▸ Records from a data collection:
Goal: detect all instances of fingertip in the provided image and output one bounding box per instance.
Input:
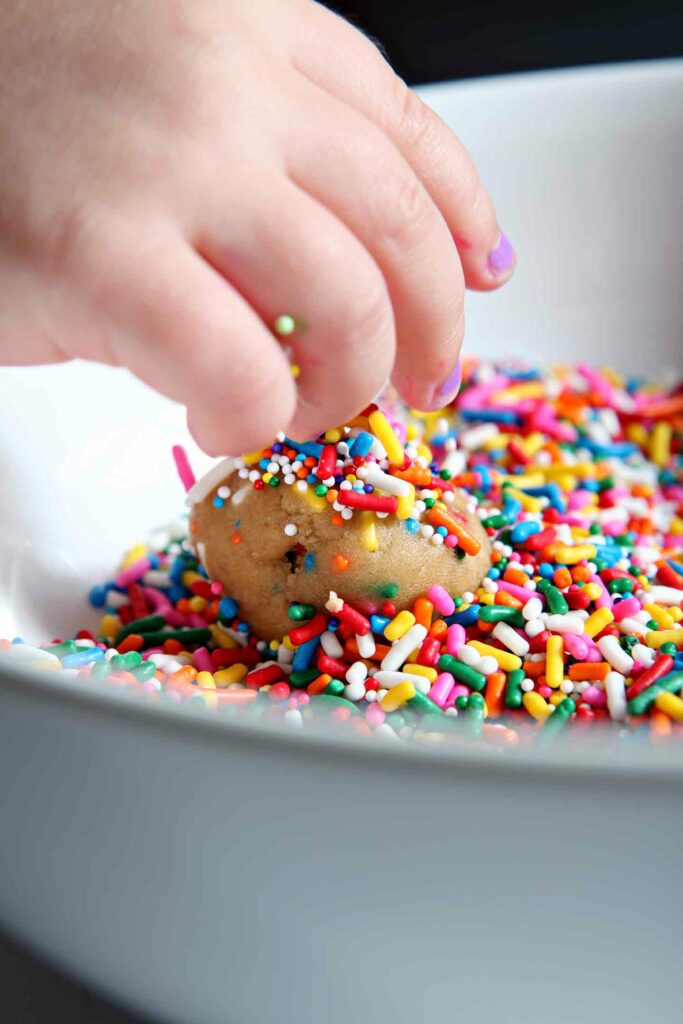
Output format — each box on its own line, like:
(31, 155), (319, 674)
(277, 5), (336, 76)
(187, 375), (297, 457)
(461, 229), (517, 292)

▸ Prompt: Write the entries out again word for word. Omit all pictures from them.

▸ Answer space:
Goal: detect all instances of fingertip in the provided image and output one bounding box per instance.
Input:
Output format — each box on its own line, like:
(31, 155), (319, 674)
(277, 5), (336, 76)
(187, 375), (297, 457)
(461, 229), (517, 292)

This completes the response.